* _WORK TASK_
Instruction for the data below: set down exactly the lines from the line with "spot the headlight" to the line with "spot the rear side window", inclusive, and no others.

* _PROVIDED RECORDS_
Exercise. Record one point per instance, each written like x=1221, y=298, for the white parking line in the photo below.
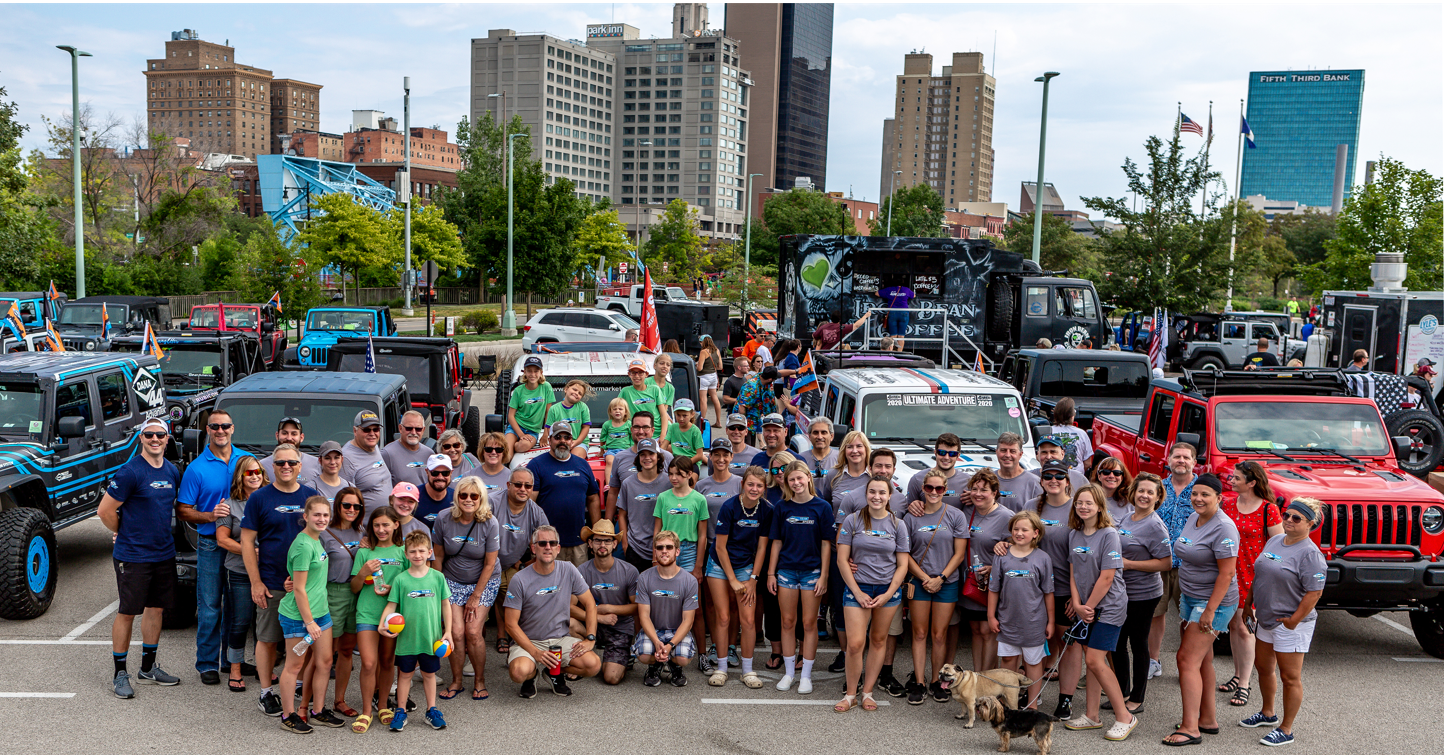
x=93, y=621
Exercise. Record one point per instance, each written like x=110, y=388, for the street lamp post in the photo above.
x=1043, y=142
x=75, y=165
x=893, y=191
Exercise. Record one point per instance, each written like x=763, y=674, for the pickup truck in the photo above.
x=1382, y=531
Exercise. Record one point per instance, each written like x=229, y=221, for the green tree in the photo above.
x=1398, y=212
x=917, y=211
x=673, y=244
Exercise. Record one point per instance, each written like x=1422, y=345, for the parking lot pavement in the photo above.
x=1368, y=687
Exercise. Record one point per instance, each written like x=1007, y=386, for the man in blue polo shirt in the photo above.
x=205, y=484
x=137, y=507
x=566, y=491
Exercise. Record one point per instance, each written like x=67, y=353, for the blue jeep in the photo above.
x=327, y=325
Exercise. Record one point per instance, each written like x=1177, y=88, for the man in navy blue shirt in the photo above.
x=566, y=491
x=272, y=521
x=137, y=507
x=205, y=484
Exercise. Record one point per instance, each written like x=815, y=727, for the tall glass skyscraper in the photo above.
x=1298, y=120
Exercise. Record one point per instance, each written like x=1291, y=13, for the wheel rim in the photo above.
x=38, y=565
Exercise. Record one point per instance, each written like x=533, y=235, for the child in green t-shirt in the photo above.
x=683, y=511
x=683, y=438
x=526, y=410
x=575, y=410
x=420, y=596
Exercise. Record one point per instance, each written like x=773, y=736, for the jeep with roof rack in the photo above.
x=1382, y=530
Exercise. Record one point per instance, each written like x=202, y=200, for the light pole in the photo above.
x=747, y=244
x=75, y=165
x=509, y=316
x=893, y=191
x=1043, y=142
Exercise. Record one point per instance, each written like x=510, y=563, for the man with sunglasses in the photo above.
x=137, y=507
x=205, y=484
x=363, y=462
x=537, y=615
x=406, y=456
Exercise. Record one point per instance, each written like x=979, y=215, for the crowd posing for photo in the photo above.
x=389, y=559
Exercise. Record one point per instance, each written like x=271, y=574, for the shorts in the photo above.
x=686, y=648
x=295, y=628
x=428, y=661
x=1190, y=609
x=1285, y=640
x=789, y=579
x=1102, y=637
x=342, y=604
x=614, y=646
x=1171, y=592
x=461, y=592
x=947, y=594
x=1030, y=656
x=145, y=585
x=872, y=591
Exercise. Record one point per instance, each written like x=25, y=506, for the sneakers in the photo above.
x=1277, y=738
x=295, y=723
x=269, y=703
x=122, y=686
x=158, y=676
x=1258, y=719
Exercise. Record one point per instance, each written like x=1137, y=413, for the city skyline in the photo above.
x=1108, y=101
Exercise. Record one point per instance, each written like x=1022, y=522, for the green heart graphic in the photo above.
x=816, y=273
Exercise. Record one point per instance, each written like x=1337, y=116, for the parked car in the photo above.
x=565, y=325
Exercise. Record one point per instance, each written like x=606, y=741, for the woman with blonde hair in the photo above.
x=465, y=543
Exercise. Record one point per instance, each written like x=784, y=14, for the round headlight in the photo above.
x=1433, y=520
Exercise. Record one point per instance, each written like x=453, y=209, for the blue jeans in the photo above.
x=240, y=614
x=210, y=562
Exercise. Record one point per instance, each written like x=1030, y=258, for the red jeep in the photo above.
x=1382, y=530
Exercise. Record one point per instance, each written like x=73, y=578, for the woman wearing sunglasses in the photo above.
x=1288, y=578
x=240, y=609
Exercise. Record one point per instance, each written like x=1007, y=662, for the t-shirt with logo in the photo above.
x=680, y=513
x=666, y=598
x=420, y=601
x=874, y=546
x=530, y=404
x=1142, y=542
x=306, y=555
x=933, y=540
x=612, y=586
x=545, y=601
x=276, y=518
x=638, y=500
x=1281, y=576
x=1021, y=583
x=1089, y=556
x=802, y=527
x=465, y=546
x=148, y=497
x=516, y=530
x=368, y=604
x=1199, y=549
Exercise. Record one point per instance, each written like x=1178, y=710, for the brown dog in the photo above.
x=968, y=687
x=1010, y=723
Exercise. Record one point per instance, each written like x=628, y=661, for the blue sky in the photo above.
x=1125, y=67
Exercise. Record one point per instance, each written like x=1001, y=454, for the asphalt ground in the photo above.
x=1368, y=689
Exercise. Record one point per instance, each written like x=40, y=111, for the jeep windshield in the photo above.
x=337, y=319
x=322, y=417
x=1300, y=426
x=924, y=416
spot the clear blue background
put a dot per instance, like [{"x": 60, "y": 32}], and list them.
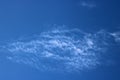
[{"x": 28, "y": 17}]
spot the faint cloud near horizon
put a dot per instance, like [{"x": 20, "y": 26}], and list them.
[{"x": 87, "y": 4}]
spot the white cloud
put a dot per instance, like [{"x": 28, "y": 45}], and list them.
[
  {"x": 87, "y": 4},
  {"x": 61, "y": 49}
]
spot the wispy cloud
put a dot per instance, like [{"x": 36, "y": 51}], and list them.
[
  {"x": 87, "y": 4},
  {"x": 61, "y": 49}
]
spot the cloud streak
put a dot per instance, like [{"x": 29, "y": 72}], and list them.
[
  {"x": 87, "y": 4},
  {"x": 61, "y": 50}
]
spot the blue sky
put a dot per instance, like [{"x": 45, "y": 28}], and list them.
[{"x": 38, "y": 36}]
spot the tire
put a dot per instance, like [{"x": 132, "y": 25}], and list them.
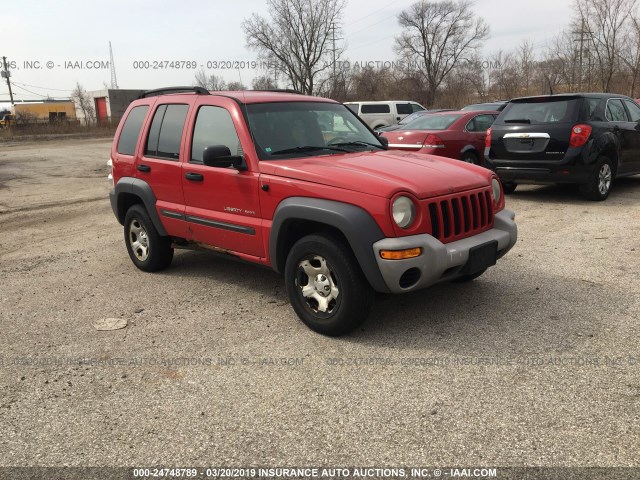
[
  {"x": 509, "y": 187},
  {"x": 149, "y": 251},
  {"x": 470, "y": 157},
  {"x": 326, "y": 286},
  {"x": 599, "y": 185},
  {"x": 469, "y": 278}
]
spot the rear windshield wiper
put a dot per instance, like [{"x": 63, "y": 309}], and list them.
[
  {"x": 306, "y": 149},
  {"x": 359, "y": 143}
]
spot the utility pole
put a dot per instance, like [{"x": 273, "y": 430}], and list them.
[
  {"x": 114, "y": 80},
  {"x": 7, "y": 74},
  {"x": 583, "y": 33}
]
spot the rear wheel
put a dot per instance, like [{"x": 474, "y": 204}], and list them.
[
  {"x": 149, "y": 251},
  {"x": 326, "y": 286},
  {"x": 509, "y": 187},
  {"x": 470, "y": 157},
  {"x": 599, "y": 185}
]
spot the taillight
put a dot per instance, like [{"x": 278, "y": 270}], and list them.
[
  {"x": 579, "y": 135},
  {"x": 433, "y": 141}
]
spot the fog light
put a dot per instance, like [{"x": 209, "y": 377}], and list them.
[{"x": 401, "y": 254}]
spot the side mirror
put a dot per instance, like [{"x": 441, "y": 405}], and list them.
[{"x": 219, "y": 156}]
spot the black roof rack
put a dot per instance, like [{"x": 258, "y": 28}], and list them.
[
  {"x": 162, "y": 91},
  {"x": 278, "y": 90}
]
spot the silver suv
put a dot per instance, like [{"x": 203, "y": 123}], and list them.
[{"x": 383, "y": 114}]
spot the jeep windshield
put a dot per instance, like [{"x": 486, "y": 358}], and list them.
[
  {"x": 283, "y": 130},
  {"x": 541, "y": 110}
]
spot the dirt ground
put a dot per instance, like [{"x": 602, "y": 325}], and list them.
[{"x": 535, "y": 363}]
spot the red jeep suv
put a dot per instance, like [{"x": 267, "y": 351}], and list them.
[{"x": 302, "y": 185}]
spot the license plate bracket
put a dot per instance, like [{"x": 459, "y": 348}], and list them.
[{"x": 481, "y": 257}]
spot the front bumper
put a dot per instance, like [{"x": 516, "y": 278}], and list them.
[{"x": 439, "y": 261}]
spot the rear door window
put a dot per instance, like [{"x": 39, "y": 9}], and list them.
[
  {"x": 131, "y": 130},
  {"x": 165, "y": 134},
  {"x": 403, "y": 108},
  {"x": 541, "y": 111},
  {"x": 214, "y": 127},
  {"x": 375, "y": 108},
  {"x": 481, "y": 123},
  {"x": 616, "y": 111}
]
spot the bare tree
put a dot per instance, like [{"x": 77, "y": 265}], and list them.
[
  {"x": 297, "y": 38},
  {"x": 210, "y": 82},
  {"x": 85, "y": 103},
  {"x": 437, "y": 36},
  {"x": 235, "y": 85},
  {"x": 604, "y": 24},
  {"x": 263, "y": 82}
]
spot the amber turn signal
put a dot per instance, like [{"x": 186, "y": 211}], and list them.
[{"x": 400, "y": 254}]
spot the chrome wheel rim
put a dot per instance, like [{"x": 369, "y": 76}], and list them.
[
  {"x": 604, "y": 179},
  {"x": 139, "y": 240},
  {"x": 318, "y": 285}
]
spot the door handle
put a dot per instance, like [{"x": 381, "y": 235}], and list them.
[{"x": 194, "y": 177}]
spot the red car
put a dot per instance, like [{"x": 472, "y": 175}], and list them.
[
  {"x": 460, "y": 135},
  {"x": 302, "y": 185}
]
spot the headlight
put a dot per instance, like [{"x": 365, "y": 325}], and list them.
[
  {"x": 404, "y": 212},
  {"x": 496, "y": 189}
]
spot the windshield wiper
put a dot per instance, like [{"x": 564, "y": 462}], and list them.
[
  {"x": 360, "y": 143},
  {"x": 306, "y": 149},
  {"x": 518, "y": 120}
]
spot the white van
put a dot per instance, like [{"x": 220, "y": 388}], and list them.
[{"x": 383, "y": 114}]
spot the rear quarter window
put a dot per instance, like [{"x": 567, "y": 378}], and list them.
[
  {"x": 375, "y": 108},
  {"x": 131, "y": 130}
]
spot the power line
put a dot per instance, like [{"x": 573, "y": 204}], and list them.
[
  {"x": 43, "y": 88},
  {"x": 29, "y": 91},
  {"x": 373, "y": 13}
]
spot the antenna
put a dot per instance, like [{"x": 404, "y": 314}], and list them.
[{"x": 114, "y": 80}]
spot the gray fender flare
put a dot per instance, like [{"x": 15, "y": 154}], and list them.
[
  {"x": 358, "y": 227},
  {"x": 142, "y": 190}
]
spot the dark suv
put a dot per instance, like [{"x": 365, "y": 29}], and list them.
[{"x": 588, "y": 139}]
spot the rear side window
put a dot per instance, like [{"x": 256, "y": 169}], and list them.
[
  {"x": 131, "y": 130},
  {"x": 616, "y": 111},
  {"x": 165, "y": 134},
  {"x": 404, "y": 108},
  {"x": 634, "y": 110},
  {"x": 541, "y": 111},
  {"x": 591, "y": 106},
  {"x": 375, "y": 108},
  {"x": 481, "y": 123},
  {"x": 433, "y": 122},
  {"x": 353, "y": 108},
  {"x": 214, "y": 127}
]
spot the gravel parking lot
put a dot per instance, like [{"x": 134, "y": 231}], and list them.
[{"x": 535, "y": 363}]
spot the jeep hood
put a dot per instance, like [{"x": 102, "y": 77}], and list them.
[{"x": 383, "y": 173}]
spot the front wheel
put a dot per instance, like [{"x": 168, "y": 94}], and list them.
[
  {"x": 599, "y": 185},
  {"x": 149, "y": 251},
  {"x": 509, "y": 187},
  {"x": 326, "y": 286}
]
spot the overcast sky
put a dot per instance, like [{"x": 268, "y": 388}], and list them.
[{"x": 73, "y": 31}]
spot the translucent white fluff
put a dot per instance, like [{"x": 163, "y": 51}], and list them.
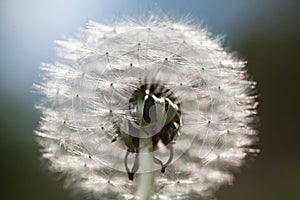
[{"x": 86, "y": 94}]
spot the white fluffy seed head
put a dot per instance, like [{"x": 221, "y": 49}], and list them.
[{"x": 86, "y": 96}]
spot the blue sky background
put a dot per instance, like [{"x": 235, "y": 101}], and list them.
[{"x": 264, "y": 32}]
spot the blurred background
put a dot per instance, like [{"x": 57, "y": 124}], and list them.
[{"x": 264, "y": 32}]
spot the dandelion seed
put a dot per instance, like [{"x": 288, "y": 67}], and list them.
[{"x": 151, "y": 109}]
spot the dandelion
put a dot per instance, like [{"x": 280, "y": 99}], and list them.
[{"x": 152, "y": 109}]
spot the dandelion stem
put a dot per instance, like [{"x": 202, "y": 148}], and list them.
[{"x": 146, "y": 177}]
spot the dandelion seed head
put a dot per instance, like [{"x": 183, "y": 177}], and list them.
[{"x": 159, "y": 75}]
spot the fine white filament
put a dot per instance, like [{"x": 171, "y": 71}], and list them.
[{"x": 85, "y": 103}]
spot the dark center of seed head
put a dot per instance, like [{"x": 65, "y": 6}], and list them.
[{"x": 152, "y": 107}]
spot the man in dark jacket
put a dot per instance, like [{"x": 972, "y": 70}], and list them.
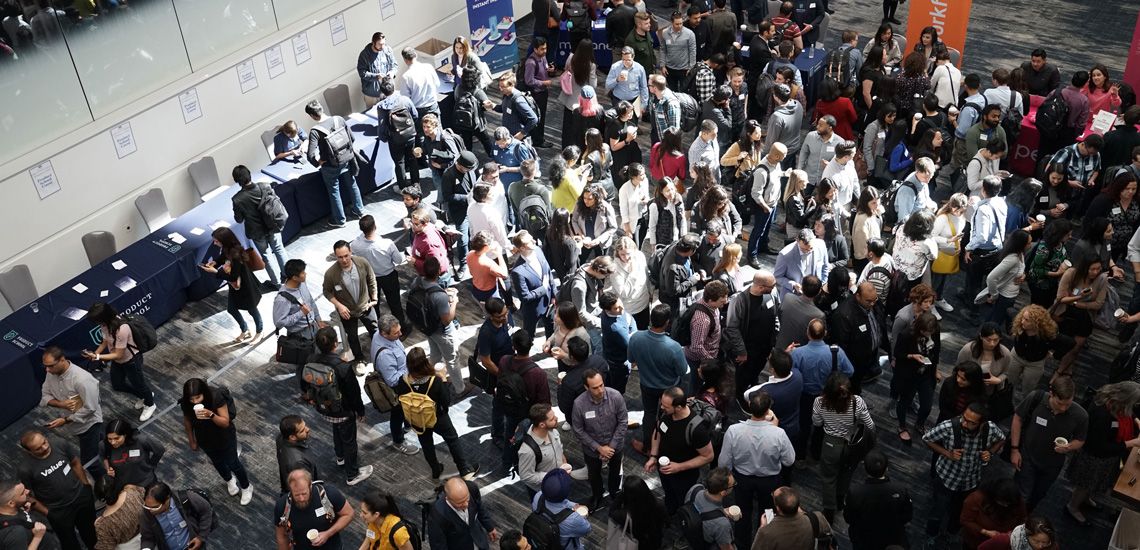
[
  {"x": 858, "y": 326},
  {"x": 185, "y": 517},
  {"x": 458, "y": 520},
  {"x": 261, "y": 231},
  {"x": 878, "y": 511}
]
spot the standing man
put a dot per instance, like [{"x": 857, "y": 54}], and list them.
[
  {"x": 335, "y": 160},
  {"x": 310, "y": 506},
  {"x": 537, "y": 80},
  {"x": 660, "y": 364},
  {"x": 458, "y": 519},
  {"x": 350, "y": 285},
  {"x": 76, "y": 393},
  {"x": 600, "y": 421},
  {"x": 756, "y": 451},
  {"x": 421, "y": 85},
  {"x": 678, "y": 51},
  {"x": 384, "y": 257},
  {"x": 263, "y": 231},
  {"x": 62, "y": 488},
  {"x": 686, "y": 447},
  {"x": 750, "y": 329},
  {"x": 374, "y": 64}
]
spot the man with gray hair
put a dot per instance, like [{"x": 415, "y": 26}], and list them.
[
  {"x": 819, "y": 147},
  {"x": 751, "y": 328}
]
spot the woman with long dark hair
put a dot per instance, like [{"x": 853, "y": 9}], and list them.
[
  {"x": 381, "y": 517},
  {"x": 832, "y": 412},
  {"x": 210, "y": 427},
  {"x": 917, "y": 372},
  {"x": 119, "y": 347},
  {"x": 231, "y": 265}
]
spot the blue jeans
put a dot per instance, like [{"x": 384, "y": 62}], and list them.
[
  {"x": 758, "y": 240},
  {"x": 334, "y": 178},
  {"x": 271, "y": 241}
]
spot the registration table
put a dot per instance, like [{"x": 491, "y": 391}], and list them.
[{"x": 159, "y": 274}]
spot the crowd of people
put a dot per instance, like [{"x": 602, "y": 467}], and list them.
[{"x": 645, "y": 263}]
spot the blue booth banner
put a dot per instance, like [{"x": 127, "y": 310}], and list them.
[{"x": 493, "y": 37}]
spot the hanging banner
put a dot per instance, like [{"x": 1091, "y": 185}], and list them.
[
  {"x": 949, "y": 17},
  {"x": 493, "y": 34},
  {"x": 1132, "y": 65}
]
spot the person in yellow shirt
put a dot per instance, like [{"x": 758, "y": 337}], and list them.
[{"x": 385, "y": 528}]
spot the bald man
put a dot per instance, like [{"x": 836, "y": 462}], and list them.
[
  {"x": 458, "y": 520},
  {"x": 860, "y": 326},
  {"x": 754, "y": 321}
]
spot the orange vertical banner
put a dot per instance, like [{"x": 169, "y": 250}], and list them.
[{"x": 949, "y": 17}]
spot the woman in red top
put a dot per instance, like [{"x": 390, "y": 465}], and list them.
[
  {"x": 831, "y": 102},
  {"x": 667, "y": 159}
]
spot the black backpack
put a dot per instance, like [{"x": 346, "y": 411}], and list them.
[
  {"x": 544, "y": 530},
  {"x": 692, "y": 522},
  {"x": 1052, "y": 115},
  {"x": 682, "y": 330},
  {"x": 511, "y": 390},
  {"x": 420, "y": 310}
]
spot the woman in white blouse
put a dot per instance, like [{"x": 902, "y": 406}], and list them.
[
  {"x": 630, "y": 282},
  {"x": 633, "y": 201}
]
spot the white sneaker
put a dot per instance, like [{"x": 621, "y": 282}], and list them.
[
  {"x": 147, "y": 412},
  {"x": 361, "y": 475}
]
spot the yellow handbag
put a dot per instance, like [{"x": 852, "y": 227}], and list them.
[{"x": 946, "y": 264}]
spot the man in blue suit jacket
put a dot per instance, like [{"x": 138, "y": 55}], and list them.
[
  {"x": 534, "y": 285},
  {"x": 807, "y": 256},
  {"x": 458, "y": 520}
]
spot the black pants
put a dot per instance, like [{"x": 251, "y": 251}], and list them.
[
  {"x": 594, "y": 469},
  {"x": 345, "y": 446},
  {"x": 351, "y": 333},
  {"x": 538, "y": 135},
  {"x": 754, "y": 494},
  {"x": 390, "y": 285},
  {"x": 78, "y": 516}
]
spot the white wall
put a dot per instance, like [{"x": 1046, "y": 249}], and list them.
[{"x": 98, "y": 189}]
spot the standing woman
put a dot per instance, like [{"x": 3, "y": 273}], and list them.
[
  {"x": 231, "y": 265},
  {"x": 129, "y": 457},
  {"x": 837, "y": 410},
  {"x": 384, "y": 525},
  {"x": 621, "y": 134},
  {"x": 1034, "y": 332},
  {"x": 117, "y": 346},
  {"x": 1112, "y": 436},
  {"x": 1080, "y": 293},
  {"x": 210, "y": 428},
  {"x": 868, "y": 225},
  {"x": 947, "y": 233},
  {"x": 667, "y": 159},
  {"x": 583, "y": 72},
  {"x": 1003, "y": 283},
  {"x": 594, "y": 223},
  {"x": 630, "y": 281},
  {"x": 1048, "y": 260},
  {"x": 532, "y": 282},
  {"x": 633, "y": 201},
  {"x": 668, "y": 218},
  {"x": 421, "y": 379},
  {"x": 917, "y": 371}
]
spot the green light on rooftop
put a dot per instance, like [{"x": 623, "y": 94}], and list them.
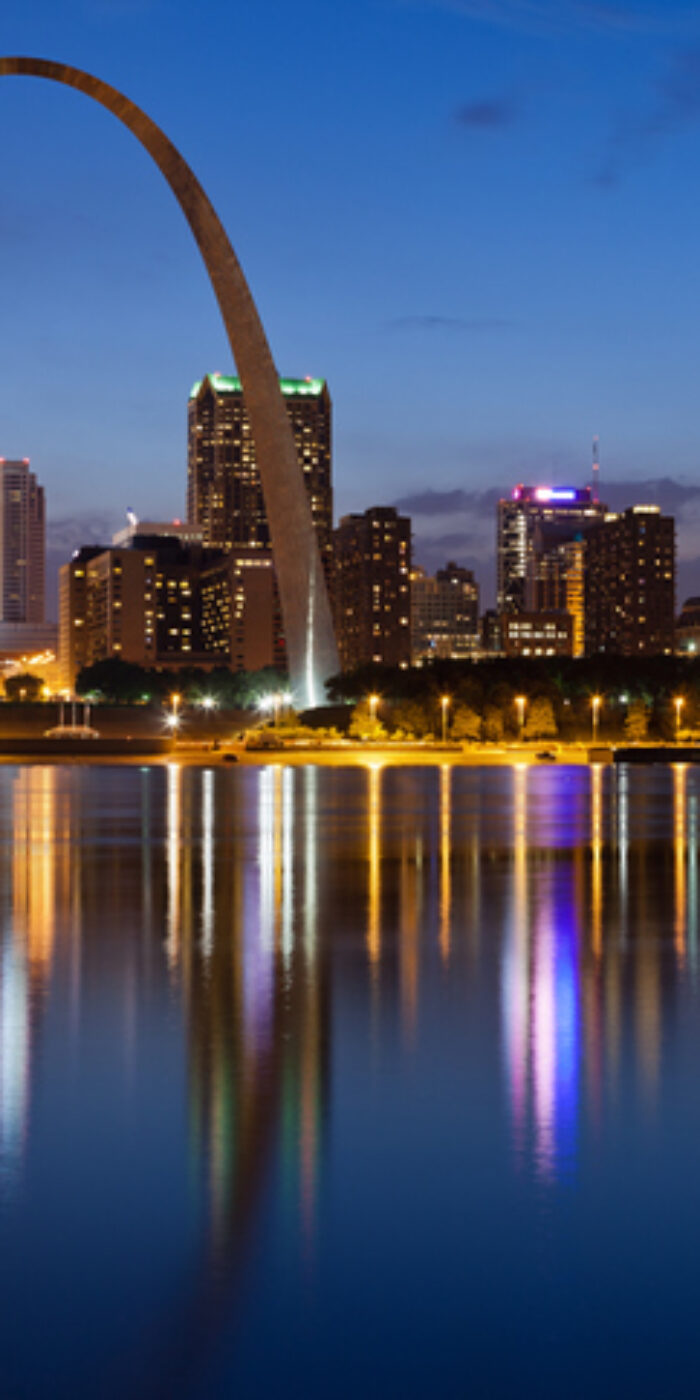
[{"x": 291, "y": 388}]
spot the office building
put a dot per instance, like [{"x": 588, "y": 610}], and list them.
[
  {"x": 536, "y": 520},
  {"x": 73, "y": 637},
  {"x": 164, "y": 602},
  {"x": 444, "y": 613},
  {"x": 630, "y": 584},
  {"x": 224, "y": 493},
  {"x": 536, "y": 634},
  {"x": 688, "y": 629},
  {"x": 556, "y": 583},
  {"x": 373, "y": 588},
  {"x": 23, "y": 546},
  {"x": 241, "y": 618}
]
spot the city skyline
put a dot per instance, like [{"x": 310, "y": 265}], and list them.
[{"x": 478, "y": 289}]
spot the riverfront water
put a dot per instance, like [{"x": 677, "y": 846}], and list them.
[{"x": 349, "y": 1082}]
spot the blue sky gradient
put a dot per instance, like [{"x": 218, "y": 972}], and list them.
[{"x": 478, "y": 219}]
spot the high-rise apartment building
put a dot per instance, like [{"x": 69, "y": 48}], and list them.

* _THE ANSWER_
spot the headlight
put a dot per instance, like [{"x": 365, "y": 325}], and list them.
[
  {"x": 404, "y": 212},
  {"x": 496, "y": 189}
]
spot the windshield wiper
put a dot per instance, like [{"x": 564, "y": 462}], and list them.
[
  {"x": 360, "y": 143},
  {"x": 306, "y": 149},
  {"x": 518, "y": 120}
]
spot the white van
put a dot per instance, like [{"x": 220, "y": 388}], and list them.
[{"x": 383, "y": 114}]
spot the rear quarter window
put a dot per instance, like [{"x": 567, "y": 378}], and list them.
[
  {"x": 375, "y": 108},
  {"x": 131, "y": 130}
]
spot the power line
put a dot per instance, like [{"x": 573, "y": 204}], and list them.
[
  {"x": 43, "y": 88},
  {"x": 29, "y": 91},
  {"x": 373, "y": 13}
]
spot the antenna
put a dot per instance, like [{"x": 404, "y": 314}], and list them.
[{"x": 114, "y": 80}]
spot the gray fender flare
put a dot per instance, like [{"x": 15, "y": 154}], and list them.
[
  {"x": 358, "y": 227},
  {"x": 142, "y": 190}
]
spot the dark suv
put a dot per instance, like [{"x": 365, "y": 29}], and list them.
[{"x": 588, "y": 139}]
spot the rear side window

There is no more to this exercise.